Texto:

As lavadeiras de roupas de frequência diária,
comumente iam até ao pobre mendigo, levavam-lhe água e limpavam a casa. Enfim,
aquele homem solitário teria sido um trabalhador casado, ficado viúvo e
abandonado pelos filhos que partiram para outras terras em busca de maiores
recursos. E, naquele tempo, as pessoas iam e não sabiam quando voltavam e,
muitas vezes, nunca mais voltavam e nem davam notícias.
Certo
dia, uma lavadeira de roupas, chamada Alzira, ao adentrar a tapera para
auxiliar o pobre velho, o encontrou morto caído da cama. Com certeza, teria sofrido
um infarto fulminante ou um derrame qualquer.
A Vila
Vicentina fora acionada e, imediatamente, alguns membros avisados. Alvino
Ferreira, então o responsável pela instituição, convocou-me, pela primeira vez,
para auxiliá-lo a dar banho no morto. Não havia, nesse tempo, funerárias em
Candeias e os mortos eram preparados em casa para serem enterrados.

Dados:

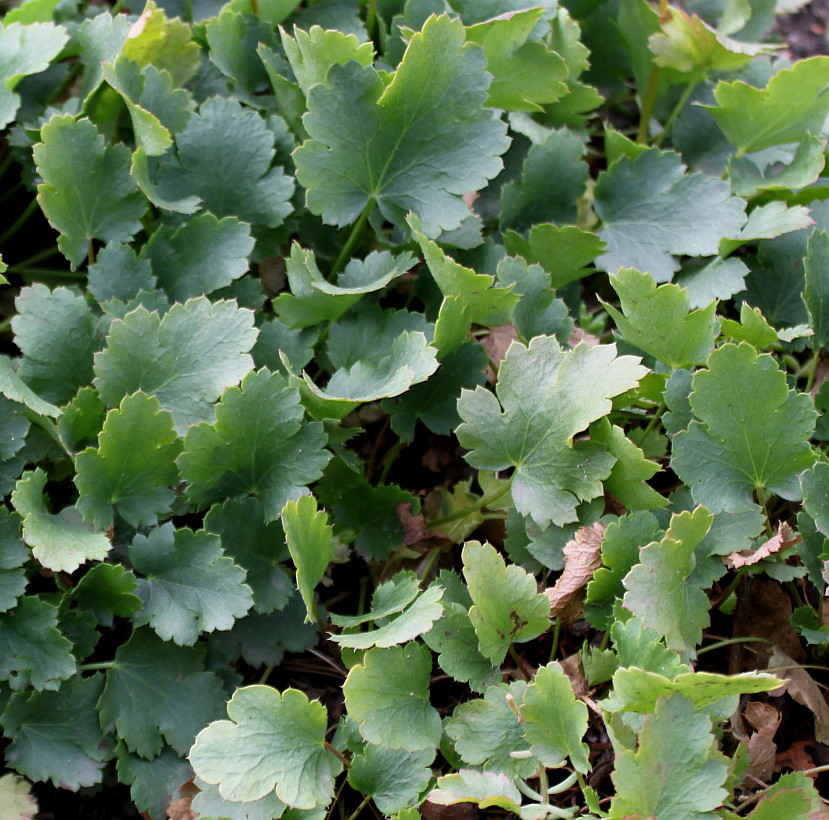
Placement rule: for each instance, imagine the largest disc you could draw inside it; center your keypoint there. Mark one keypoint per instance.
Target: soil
(805, 33)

Instrução 1:
No texto sobre o velho mendigo, qual era o nome da lavadeira que o encontrou morto?
Instrução 2:
Atualize o trecho do texto sobre o velho mendigo que vai de "As lavadeiras de" até "um derrame qualquer.", inclusive, trocando "tapera" por "choupana".
O material vem de uma fonte diferente.

Resposta correta 1:
Alzira.

Resposta correta 2:
As lavadeiras de roupas de frequência diária,
comumente iam até ao pobre mendigo, levavam-lhe água e limpavam a casa. Enfim,
aquele homem solitário teria sido um trabalhador casado, ficado viúvo e
abandonado pelos filhos que partiram para outras terras em busca de maiores
recursos. E, naquele tempo, as pessoas iam e não sabiam quando voltavam e,
muitas vezes, nunca mais voltavam e nem davam notícias.
Certo
dia, uma lavadeira de roupas, chamada Alzira, ao adentrar a choupana para
auxiliar o pobre velho, o encontrou morto caído da cama. Com certeza, teria sofrido
um infarto fulminante ou um derrame qualquer.